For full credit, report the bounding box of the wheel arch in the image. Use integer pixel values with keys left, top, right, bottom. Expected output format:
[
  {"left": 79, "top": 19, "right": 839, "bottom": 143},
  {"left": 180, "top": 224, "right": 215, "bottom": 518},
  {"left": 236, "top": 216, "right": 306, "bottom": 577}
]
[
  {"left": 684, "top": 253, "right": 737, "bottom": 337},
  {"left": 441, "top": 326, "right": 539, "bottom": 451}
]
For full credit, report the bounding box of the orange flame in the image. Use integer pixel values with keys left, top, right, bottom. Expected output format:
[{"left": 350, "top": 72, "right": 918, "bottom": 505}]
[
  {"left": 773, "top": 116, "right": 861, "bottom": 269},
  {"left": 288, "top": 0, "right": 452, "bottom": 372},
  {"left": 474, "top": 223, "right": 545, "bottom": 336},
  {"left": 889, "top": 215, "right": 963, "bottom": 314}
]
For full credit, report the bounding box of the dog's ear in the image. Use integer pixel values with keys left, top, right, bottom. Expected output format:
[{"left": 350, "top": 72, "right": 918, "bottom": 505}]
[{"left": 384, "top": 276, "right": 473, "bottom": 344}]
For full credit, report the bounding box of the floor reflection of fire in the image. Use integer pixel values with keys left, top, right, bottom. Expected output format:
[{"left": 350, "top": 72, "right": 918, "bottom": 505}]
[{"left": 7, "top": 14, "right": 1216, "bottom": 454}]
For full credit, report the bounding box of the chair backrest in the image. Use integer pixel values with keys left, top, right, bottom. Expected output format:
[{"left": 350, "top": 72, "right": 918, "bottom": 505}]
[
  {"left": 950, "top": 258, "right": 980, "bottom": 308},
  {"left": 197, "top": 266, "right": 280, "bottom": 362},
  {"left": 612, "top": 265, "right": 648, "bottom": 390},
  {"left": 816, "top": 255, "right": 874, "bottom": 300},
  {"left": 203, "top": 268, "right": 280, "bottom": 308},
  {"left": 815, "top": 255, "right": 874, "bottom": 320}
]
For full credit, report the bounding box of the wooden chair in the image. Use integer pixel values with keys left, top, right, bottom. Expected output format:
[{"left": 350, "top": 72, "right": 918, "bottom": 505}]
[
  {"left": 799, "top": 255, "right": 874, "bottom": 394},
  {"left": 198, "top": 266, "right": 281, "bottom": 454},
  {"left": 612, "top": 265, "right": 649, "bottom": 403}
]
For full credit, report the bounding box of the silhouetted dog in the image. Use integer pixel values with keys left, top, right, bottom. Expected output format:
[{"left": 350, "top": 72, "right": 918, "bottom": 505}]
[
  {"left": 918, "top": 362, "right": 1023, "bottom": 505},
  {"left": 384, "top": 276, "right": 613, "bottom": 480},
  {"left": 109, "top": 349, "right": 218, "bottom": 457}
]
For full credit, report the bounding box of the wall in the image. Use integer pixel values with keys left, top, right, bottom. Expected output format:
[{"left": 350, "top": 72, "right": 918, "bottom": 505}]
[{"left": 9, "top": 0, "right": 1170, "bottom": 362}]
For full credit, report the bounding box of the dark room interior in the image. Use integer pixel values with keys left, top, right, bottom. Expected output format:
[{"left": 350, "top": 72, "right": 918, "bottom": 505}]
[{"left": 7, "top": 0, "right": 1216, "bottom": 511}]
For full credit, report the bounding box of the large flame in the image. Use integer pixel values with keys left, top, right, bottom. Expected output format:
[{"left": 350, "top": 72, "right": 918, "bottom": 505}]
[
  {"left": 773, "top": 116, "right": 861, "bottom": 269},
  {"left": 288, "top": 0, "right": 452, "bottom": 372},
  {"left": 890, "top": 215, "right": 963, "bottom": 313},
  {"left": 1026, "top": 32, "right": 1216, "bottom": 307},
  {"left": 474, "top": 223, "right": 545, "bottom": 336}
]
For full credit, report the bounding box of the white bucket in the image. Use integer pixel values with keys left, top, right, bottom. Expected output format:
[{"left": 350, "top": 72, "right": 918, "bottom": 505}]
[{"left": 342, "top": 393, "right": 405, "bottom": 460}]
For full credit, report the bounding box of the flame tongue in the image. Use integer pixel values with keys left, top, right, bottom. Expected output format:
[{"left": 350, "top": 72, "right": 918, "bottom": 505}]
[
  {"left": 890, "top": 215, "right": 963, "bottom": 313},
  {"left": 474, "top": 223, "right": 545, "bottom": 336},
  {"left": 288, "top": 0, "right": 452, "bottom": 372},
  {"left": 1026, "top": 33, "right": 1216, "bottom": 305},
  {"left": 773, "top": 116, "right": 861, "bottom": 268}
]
· · · · · · ·
Goal of the exercise: Rewrite everything from the line containing "For full credit, report the bounding box of the wall" down to the last of the items, requests included, and raise every bounding box coordinate in the answers by 140. Leave the requests and their sample output formats unchanged.

Finished task:
For full credit, report the bounding box of the wall in the image. Use integer pixel values with keys left, top, right, bottom. Expected output format:
[{"left": 350, "top": 72, "right": 918, "bottom": 505}]
[{"left": 149, "top": 140, "right": 1310, "bottom": 502}]
For full credit, report the bounding box of the dark room interior in the image. Use integer pixel values with keys left, top, right, bottom. Expected output format:
[{"left": 350, "top": 72, "right": 918, "bottom": 505}]
[{"left": 147, "top": 140, "right": 1356, "bottom": 651}]
For full credit, report the bounding box of the large flame in the image. Use integer pixel values with keys left, top, right, bottom. Expected output format:
[{"left": 350, "top": 72, "right": 918, "bottom": 505}]
[
  {"left": 913, "top": 256, "right": 1001, "bottom": 409},
  {"left": 428, "top": 140, "right": 592, "bottom": 512},
  {"left": 1030, "top": 355, "right": 1103, "bottom": 453},
  {"left": 1166, "top": 172, "right": 1356, "bottom": 447},
  {"left": 614, "top": 363, "right": 685, "bottom": 476}
]
For full credit, report the bounding box of the white bucket in the image. Use integer pixel values with keys left, top, right, bottom. Expected output format:
[{"left": 350, "top": 72, "right": 918, "bottom": 505}]
[{"left": 482, "top": 533, "right": 545, "bottom": 600}]
For full credit, report the bounding box of the flame tongue in the image. Use integer pixel values with keys left, top, right, bottom. Expected output format:
[{"left": 350, "top": 72, "right": 918, "bottom": 505}]
[
  {"left": 1030, "top": 355, "right": 1103, "bottom": 453},
  {"left": 614, "top": 363, "right": 685, "bottom": 476},
  {"left": 428, "top": 140, "right": 592, "bottom": 512},
  {"left": 1166, "top": 173, "right": 1356, "bottom": 445},
  {"left": 913, "top": 256, "right": 1001, "bottom": 408}
]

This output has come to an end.